___ Reading passage
Personal Safety for Kayakers

Remember you have to make the final decision about getting onto the water on any given day and if in doubt, DON’T GO OUT!

1. Safety Equipment

• PFD - Lifejacket must be the correct weight for the paddler and it must fit properly.
• Useful to have one with pockets to carry a whistle and other bits and pieces. (Knife, chocolate bar, compass, Mobile phone, etc) but don’t make it too heavy
• VHF must be carried by all members
Appropriate clothing, safety gear etc
• Layering is best due to changing weather conditions out on the water.
• Good waterproof outfit with some thermal gear underneath is advisable for cooler weather.
• Booties to keep the feet warm also to protect feet
• Headgear - high visibility cap French Foreign legion style neck and face protection is ideal. A cap or beanie can be worn underneath in colder conditions.
• Brightly coloured flag
• Eye protection against the sun and splashes is also a must.
• A signaling mirror in the form of an old CD, not DVD is useful
• Night kayaking an all round white light is required recommended min 1m above deck of kayak
• A tow line
• Paddle leash is an essential item
• Sufficient liquids and snacks should always be on board in case needed for a while longer than you anticipated
• Protection from the sun in the form of sunscreens, hats and long sleeved or legged clothing
• If club is going to a remote place a mini survival pack with say lightweight thermals, extra high energy foods, liquids, rescue blanket, first aid kit etc.
• GPS can give useful information should you need to be found
• A waterproof torch is always handy to have as well.
• Hook Extraction hints - don't try to pull it back out - the barb will tear you to pieces. If you have no other choice than to remove the hook, use your pointy-nose pliers to push it forward and direct it out until the point is through your skin. Use the wire cutters to cut off the hook's eye and then pull the hook the rest of the way through.

2. Keeping in touch

• Any form of communication equipment is better than nothing.
• Marine VHF radio is preferred.
• Mobile phones are one person to one person Identification so not as useful as a VHF.
• Always carry a form of identification on your person.
• Mark your kayak with your name address and contact number. A felt pen in a place such as inside the cockpit is ideal.
• Tell someone of your destination and expected trip time and estimated time of return
• Avoid alcohol

3. Trip Planning

• Duration
• Distance
• Landing and Facilities
• Fitness of group
• Suitability of the kayaks in the group for the trip
• Information from Charts - make use of charts of the area so you will be familiar with the lay of the land, depth of the water, whereabouts of rocks and reefs and currents in the area.
______
___ Extracted material
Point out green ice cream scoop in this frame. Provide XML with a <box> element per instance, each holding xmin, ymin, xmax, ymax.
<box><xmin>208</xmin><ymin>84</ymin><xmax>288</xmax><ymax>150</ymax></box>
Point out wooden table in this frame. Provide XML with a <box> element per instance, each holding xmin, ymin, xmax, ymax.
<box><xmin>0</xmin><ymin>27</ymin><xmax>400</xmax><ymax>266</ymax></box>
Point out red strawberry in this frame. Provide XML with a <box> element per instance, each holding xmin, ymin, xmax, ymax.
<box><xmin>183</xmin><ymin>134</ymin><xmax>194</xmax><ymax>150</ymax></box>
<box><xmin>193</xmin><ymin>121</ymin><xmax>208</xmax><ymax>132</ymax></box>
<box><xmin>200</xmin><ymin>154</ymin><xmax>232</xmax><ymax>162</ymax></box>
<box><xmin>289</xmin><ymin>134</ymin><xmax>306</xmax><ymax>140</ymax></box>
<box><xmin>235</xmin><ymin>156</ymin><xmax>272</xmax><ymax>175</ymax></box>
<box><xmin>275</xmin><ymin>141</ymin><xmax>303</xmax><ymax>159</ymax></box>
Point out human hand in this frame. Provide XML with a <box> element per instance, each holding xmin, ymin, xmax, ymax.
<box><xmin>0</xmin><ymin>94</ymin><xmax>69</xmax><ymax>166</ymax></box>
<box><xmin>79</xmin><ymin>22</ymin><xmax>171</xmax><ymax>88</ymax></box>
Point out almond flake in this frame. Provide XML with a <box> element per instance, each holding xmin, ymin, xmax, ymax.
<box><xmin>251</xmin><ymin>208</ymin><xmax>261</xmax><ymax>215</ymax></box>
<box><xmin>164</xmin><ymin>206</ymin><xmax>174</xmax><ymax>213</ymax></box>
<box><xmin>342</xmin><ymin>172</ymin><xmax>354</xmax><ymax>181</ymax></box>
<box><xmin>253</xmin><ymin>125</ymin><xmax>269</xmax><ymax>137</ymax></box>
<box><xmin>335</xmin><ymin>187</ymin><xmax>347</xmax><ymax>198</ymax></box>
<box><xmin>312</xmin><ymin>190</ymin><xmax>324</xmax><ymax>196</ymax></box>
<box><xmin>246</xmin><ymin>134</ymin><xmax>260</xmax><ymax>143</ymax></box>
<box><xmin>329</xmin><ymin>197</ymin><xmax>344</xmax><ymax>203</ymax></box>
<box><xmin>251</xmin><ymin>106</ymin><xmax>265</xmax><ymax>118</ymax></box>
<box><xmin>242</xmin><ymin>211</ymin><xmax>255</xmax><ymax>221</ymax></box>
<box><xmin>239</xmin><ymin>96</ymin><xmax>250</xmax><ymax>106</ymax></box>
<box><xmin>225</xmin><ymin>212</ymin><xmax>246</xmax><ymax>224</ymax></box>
______
Given request A: According to the kayak safety guide, why should you avoid pulling a fishhook back out the way it went in?
Given request B: Locate every line in the rows that contains the word "Point" and copy each one.

Full solution A: Pulling it back out means the barb will tear you to pieces.

Full solution B:
Point out green ice cream scoop in this frame. Provide XML with a <box> element per instance, each holding xmin, ymin, xmax, ymax.
Point out wooden table in this frame. Provide XML with a <box> element per instance, each holding xmin, ymin, xmax, ymax.
Point out red strawberry in this frame. Provide XML with a <box> element per instance, each holding xmin, ymin, xmax, ymax.
Point out human hand in this frame. Provide XML with a <box> element per instance, each holding xmin, ymin, xmax, ymax.
Point out almond flake in this frame. Provide XML with a <box> element per instance, each holding xmin, ymin, xmax, ymax.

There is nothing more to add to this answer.